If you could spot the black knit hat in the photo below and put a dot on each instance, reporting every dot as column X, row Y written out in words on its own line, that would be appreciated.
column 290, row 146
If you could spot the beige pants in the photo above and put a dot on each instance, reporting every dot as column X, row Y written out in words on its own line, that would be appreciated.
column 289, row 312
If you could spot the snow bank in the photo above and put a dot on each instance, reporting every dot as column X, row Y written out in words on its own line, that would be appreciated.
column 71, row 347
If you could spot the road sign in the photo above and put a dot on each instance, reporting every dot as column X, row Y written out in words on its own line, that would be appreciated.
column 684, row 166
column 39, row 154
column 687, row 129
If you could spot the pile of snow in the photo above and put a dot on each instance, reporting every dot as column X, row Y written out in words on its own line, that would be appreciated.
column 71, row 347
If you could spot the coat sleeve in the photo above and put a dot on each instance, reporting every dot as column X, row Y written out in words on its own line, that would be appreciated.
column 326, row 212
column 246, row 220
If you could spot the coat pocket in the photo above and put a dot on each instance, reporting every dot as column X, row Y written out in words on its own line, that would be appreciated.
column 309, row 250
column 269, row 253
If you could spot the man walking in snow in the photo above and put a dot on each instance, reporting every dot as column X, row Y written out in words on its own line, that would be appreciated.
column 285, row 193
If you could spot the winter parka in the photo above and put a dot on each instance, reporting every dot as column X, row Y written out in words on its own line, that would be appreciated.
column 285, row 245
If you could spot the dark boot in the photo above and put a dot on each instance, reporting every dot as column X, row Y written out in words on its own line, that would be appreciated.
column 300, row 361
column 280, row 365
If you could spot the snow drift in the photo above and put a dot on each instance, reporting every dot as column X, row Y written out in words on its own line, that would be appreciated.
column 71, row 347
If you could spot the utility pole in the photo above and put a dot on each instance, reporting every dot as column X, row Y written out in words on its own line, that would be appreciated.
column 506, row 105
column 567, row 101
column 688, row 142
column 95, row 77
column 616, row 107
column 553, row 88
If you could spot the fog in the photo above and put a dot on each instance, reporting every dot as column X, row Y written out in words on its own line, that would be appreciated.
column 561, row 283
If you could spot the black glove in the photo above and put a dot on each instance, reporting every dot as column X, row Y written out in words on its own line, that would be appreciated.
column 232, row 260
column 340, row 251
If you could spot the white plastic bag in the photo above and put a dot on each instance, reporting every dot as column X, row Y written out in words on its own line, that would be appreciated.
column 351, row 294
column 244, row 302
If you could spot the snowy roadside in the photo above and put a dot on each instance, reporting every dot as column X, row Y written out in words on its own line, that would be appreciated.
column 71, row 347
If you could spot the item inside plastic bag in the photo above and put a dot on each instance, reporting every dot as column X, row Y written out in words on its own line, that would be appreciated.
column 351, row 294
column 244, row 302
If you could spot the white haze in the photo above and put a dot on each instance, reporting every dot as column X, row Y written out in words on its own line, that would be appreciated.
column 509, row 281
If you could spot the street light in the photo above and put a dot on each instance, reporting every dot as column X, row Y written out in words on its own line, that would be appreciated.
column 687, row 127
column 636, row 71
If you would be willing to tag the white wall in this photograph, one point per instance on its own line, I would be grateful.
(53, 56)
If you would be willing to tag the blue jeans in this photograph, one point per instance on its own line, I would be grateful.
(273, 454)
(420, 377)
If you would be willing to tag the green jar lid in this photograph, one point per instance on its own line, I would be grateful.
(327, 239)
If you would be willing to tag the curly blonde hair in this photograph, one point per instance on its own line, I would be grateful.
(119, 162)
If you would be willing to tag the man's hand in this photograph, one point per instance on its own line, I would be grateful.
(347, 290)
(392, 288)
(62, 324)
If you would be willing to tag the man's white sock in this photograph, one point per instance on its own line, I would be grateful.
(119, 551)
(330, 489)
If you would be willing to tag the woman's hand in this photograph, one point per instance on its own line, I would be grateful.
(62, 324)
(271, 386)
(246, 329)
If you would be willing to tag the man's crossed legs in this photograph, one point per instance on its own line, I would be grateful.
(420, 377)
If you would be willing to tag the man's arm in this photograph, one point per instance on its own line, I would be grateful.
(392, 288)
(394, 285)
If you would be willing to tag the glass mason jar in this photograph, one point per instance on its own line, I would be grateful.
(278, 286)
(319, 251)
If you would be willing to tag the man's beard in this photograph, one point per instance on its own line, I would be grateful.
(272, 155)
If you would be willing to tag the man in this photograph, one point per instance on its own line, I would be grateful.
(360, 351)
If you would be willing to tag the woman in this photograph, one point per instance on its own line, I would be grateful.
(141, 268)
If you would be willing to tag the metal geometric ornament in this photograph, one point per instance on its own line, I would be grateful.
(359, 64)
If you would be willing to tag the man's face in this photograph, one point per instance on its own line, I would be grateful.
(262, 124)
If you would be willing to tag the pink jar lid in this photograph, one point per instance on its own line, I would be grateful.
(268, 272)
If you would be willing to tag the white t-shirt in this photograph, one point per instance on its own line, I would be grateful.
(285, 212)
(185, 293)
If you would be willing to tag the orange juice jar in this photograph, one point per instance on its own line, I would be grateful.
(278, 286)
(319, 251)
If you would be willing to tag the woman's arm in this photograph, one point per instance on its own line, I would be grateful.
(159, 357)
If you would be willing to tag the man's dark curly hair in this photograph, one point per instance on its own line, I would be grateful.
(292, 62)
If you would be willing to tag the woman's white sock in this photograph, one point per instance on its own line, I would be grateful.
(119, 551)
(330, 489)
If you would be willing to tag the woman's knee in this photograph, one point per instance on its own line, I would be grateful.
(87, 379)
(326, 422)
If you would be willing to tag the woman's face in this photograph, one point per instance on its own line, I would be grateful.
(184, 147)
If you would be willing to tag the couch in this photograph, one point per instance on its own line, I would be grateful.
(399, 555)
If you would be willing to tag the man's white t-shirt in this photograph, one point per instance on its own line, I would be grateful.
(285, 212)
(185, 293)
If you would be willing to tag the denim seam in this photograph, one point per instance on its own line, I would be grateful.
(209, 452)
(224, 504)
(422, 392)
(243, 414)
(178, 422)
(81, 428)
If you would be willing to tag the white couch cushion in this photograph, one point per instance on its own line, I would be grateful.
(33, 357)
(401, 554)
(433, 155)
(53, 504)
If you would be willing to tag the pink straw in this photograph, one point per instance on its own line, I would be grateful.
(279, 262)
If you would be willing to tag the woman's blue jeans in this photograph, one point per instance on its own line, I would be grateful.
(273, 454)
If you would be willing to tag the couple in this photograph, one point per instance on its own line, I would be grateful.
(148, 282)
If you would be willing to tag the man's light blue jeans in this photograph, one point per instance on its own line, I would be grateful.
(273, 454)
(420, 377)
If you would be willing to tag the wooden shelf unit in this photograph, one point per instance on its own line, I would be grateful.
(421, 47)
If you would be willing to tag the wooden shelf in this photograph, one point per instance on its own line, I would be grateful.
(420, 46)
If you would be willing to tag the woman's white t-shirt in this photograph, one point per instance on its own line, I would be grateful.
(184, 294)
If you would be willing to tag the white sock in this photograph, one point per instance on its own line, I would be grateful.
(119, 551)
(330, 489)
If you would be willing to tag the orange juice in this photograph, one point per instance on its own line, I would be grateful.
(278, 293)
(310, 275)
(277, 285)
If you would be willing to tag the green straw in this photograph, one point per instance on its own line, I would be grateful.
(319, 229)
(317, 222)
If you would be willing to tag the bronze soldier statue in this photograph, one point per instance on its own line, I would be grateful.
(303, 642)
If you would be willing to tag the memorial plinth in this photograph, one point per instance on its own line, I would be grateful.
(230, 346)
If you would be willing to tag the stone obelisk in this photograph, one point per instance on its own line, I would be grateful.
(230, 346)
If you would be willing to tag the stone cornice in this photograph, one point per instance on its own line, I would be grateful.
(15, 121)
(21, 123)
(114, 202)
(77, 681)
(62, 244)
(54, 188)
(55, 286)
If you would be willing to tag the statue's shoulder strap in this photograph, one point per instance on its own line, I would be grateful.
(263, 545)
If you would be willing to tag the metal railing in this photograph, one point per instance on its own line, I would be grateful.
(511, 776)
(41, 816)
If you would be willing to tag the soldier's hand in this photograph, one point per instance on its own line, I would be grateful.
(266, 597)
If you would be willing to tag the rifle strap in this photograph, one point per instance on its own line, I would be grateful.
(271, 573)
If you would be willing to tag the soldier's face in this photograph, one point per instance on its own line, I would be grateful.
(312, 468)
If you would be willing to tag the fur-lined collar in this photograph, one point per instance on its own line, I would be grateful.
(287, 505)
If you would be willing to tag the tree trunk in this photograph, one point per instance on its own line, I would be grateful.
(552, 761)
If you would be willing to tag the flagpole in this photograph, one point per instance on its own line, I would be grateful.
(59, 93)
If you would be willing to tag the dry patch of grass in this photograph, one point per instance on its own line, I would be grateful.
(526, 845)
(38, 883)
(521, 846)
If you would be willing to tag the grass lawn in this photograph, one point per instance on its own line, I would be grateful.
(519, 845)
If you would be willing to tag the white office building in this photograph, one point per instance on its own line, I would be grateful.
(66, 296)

EXERCISE GOAL — Your task is to reproduce exactly the lines that begin at the line containing "If you would be willing to tag the grass" and end at the final line of the data above.

REPLY —
If you would be willing to tag the grass lawn in this photograph, one point per instance on its own line, I would be grateful.
(519, 845)
If you would be willing to tag the white office building in this photograph, one point per instance on its own line, I would be grateful.
(66, 296)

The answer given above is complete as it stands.